Task directions:
Pull every line from the listing below that contains the string "boot". Case counts.

Records for the exercise:

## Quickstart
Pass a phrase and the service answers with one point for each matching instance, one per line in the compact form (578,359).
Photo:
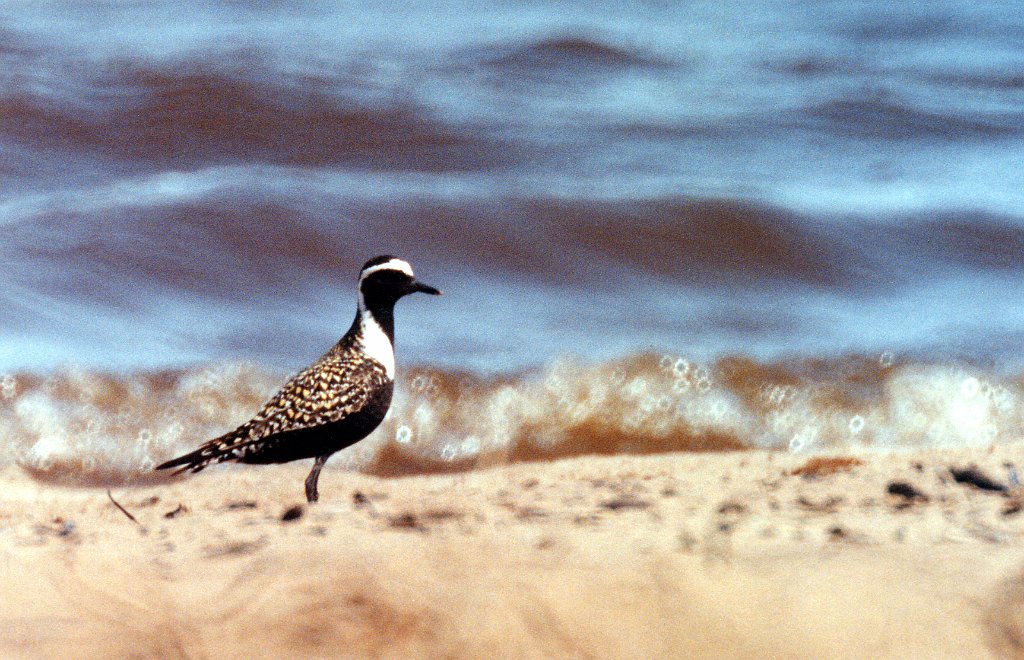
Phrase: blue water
(774,179)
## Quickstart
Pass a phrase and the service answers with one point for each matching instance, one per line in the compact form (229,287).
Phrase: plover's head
(384,279)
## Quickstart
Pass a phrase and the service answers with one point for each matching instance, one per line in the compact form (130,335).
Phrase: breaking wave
(91,428)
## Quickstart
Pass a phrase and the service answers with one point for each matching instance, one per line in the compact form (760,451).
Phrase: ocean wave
(274,245)
(572,54)
(91,428)
(195,115)
(882,116)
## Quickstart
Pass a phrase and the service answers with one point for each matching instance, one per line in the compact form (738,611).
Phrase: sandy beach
(722,555)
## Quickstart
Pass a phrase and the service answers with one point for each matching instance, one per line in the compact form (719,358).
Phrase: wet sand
(723,555)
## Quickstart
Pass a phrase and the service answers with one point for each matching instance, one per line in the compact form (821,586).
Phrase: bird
(336,401)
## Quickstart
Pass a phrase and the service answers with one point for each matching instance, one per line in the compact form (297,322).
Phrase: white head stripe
(394,264)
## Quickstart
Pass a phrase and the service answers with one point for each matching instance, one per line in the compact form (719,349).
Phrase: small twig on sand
(123,510)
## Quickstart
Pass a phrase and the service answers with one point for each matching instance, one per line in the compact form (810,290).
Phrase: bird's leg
(311,494)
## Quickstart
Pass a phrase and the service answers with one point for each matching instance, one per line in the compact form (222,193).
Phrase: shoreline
(724,555)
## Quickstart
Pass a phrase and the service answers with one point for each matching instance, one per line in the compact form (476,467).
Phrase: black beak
(426,289)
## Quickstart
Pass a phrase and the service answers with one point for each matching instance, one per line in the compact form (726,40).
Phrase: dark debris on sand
(625,502)
(174,513)
(974,477)
(906,490)
(407,521)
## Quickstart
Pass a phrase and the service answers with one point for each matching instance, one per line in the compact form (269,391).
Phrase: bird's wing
(333,388)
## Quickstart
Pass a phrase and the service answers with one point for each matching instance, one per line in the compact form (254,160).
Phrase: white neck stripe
(394,264)
(376,344)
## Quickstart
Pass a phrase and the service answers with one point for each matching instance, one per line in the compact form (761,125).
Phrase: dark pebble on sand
(974,477)
(905,490)
(176,512)
(407,521)
(621,503)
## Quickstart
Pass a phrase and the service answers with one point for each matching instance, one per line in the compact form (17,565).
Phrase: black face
(384,288)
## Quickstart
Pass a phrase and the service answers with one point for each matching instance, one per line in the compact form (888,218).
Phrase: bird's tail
(213,451)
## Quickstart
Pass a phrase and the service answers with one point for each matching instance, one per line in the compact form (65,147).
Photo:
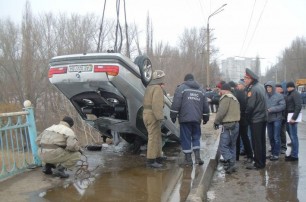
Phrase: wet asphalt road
(279,181)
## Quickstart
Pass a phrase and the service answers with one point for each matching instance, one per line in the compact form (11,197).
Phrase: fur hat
(278,85)
(226,86)
(68,120)
(219,85)
(232,84)
(158,77)
(189,77)
(290,84)
(241,82)
(251,74)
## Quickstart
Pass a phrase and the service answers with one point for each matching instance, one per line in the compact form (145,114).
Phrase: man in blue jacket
(275,106)
(257,117)
(190,105)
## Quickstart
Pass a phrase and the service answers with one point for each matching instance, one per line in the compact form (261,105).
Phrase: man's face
(279,90)
(269,89)
(240,86)
(289,89)
(247,80)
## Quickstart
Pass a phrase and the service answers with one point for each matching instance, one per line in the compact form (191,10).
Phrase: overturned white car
(107,91)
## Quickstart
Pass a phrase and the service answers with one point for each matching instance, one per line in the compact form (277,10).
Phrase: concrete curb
(202,183)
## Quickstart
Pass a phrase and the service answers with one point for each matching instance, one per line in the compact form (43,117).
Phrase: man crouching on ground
(58,148)
(228,115)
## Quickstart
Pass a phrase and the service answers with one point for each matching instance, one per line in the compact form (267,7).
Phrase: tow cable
(83,175)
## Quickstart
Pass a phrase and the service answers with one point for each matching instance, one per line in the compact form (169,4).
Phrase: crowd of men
(244,111)
(263,107)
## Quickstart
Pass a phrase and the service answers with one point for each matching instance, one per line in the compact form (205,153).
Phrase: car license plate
(80,68)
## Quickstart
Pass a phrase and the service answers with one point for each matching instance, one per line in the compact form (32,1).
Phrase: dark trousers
(238,146)
(283,136)
(243,131)
(258,132)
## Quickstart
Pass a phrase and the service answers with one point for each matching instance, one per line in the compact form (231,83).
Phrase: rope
(82,173)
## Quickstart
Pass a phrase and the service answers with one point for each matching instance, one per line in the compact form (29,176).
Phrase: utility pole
(208,48)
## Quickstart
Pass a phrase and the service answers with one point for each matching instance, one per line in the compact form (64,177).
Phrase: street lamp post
(207,38)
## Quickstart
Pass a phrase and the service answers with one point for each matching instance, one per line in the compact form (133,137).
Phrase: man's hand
(81,151)
(205,118)
(216,126)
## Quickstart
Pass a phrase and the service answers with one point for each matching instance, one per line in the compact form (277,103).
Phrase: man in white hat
(153,104)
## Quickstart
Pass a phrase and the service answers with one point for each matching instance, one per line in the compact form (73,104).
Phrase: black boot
(59,171)
(151,163)
(47,169)
(188,160)
(231,168)
(161,159)
(198,159)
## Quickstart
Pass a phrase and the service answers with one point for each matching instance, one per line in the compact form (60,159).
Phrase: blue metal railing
(18,150)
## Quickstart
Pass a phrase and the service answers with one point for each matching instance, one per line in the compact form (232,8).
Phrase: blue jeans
(274,129)
(190,134)
(227,144)
(292,130)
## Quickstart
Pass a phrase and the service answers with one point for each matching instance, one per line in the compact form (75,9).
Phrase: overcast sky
(244,28)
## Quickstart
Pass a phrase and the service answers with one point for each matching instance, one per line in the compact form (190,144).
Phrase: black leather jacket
(293,103)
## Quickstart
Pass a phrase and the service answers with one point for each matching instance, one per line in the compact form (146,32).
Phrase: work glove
(205,119)
(216,126)
(81,151)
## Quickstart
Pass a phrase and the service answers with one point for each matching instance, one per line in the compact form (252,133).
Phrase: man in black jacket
(190,105)
(256,115)
(293,109)
(243,124)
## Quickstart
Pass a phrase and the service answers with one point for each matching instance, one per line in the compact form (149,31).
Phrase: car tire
(145,68)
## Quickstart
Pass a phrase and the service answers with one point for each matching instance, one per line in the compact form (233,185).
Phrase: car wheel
(145,68)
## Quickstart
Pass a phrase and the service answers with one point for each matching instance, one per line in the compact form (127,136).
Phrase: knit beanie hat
(290,84)
(68,120)
(189,77)
(278,85)
(226,86)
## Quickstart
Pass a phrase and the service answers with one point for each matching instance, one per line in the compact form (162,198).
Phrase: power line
(248,27)
(256,26)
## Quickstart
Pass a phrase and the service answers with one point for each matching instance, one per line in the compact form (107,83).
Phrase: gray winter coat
(276,103)
(256,103)
(189,102)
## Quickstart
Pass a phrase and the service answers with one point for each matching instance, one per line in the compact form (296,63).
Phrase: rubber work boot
(198,159)
(47,168)
(188,160)
(231,168)
(151,163)
(161,159)
(226,164)
(59,171)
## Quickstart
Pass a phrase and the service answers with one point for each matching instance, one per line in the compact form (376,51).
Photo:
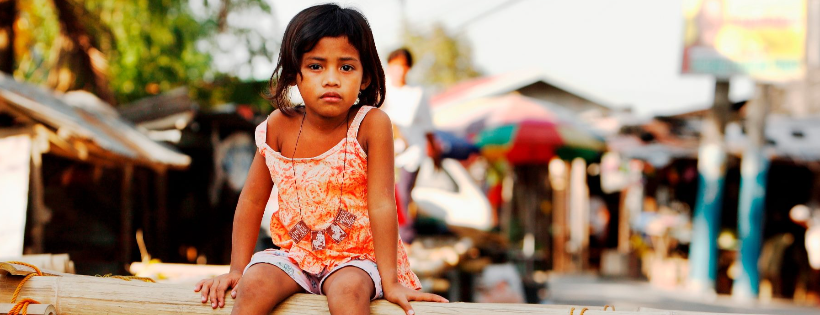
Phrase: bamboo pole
(92,295)
(73,294)
(33,309)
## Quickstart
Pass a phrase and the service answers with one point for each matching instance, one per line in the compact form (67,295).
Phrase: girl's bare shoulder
(375,128)
(279,123)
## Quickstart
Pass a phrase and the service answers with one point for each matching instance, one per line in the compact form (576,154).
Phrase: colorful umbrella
(537,142)
(521,129)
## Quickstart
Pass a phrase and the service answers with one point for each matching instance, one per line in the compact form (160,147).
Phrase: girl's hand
(400,295)
(215,288)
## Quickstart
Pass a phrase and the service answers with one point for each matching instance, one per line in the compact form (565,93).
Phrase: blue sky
(626,52)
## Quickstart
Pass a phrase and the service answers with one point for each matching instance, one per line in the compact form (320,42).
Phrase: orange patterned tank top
(318,179)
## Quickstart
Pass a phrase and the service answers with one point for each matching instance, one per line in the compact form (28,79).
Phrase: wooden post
(41,215)
(162,211)
(126,214)
(579,214)
(558,181)
(623,223)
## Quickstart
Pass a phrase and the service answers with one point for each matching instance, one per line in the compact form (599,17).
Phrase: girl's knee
(354,283)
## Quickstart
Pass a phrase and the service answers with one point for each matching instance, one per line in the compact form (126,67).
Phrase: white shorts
(312,283)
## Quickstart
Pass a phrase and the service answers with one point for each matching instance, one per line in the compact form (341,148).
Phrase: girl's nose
(331,78)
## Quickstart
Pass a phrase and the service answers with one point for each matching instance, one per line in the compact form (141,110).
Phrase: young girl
(332,161)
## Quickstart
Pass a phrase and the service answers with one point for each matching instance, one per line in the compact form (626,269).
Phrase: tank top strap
(261,135)
(357,121)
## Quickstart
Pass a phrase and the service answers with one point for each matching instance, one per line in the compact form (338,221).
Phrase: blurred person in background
(409,109)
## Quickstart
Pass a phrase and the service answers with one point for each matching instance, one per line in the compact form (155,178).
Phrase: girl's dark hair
(303,33)
(401,52)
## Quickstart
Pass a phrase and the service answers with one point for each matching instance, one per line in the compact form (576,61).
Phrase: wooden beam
(73,294)
(93,295)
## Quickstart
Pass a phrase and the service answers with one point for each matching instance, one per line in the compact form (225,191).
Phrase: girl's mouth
(331,97)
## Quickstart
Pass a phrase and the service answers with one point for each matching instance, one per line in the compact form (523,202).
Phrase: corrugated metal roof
(82,115)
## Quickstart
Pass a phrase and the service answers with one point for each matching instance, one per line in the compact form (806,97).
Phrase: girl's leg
(262,287)
(349,291)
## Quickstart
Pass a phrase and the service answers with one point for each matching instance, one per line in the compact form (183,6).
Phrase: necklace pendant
(318,240)
(337,234)
(299,231)
(345,218)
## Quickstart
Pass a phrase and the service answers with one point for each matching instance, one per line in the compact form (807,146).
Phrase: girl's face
(332,77)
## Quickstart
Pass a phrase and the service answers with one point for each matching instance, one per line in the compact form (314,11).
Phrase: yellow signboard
(763,39)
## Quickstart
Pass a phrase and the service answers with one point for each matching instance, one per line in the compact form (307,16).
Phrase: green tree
(123,50)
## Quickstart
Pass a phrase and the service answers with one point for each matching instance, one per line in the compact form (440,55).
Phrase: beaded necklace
(343,218)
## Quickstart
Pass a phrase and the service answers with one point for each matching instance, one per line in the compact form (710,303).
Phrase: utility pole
(753,170)
(703,251)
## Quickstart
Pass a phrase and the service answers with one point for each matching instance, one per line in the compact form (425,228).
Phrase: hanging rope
(21,308)
(127,278)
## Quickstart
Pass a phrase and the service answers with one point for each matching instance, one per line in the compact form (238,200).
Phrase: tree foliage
(146,46)
(441,59)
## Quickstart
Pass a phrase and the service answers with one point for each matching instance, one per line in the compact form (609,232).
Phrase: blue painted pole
(703,251)
(753,171)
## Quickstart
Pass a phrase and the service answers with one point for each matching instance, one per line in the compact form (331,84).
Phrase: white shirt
(409,109)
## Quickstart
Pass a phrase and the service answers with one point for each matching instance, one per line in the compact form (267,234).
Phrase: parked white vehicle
(452,196)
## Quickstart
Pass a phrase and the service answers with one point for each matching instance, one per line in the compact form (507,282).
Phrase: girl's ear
(365,83)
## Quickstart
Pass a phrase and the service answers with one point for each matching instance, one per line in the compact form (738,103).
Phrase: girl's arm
(381,198)
(381,204)
(249,211)
(248,215)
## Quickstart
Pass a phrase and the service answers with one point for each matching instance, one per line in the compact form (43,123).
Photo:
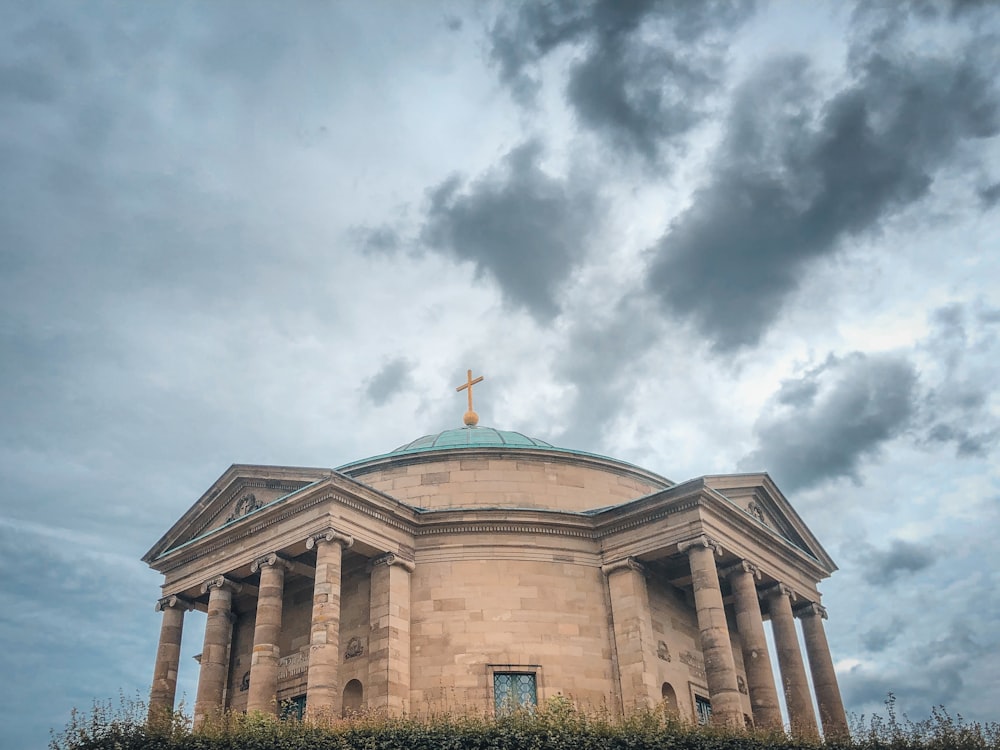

Finished task:
Phrase: black boot
Phrase: rubber work boot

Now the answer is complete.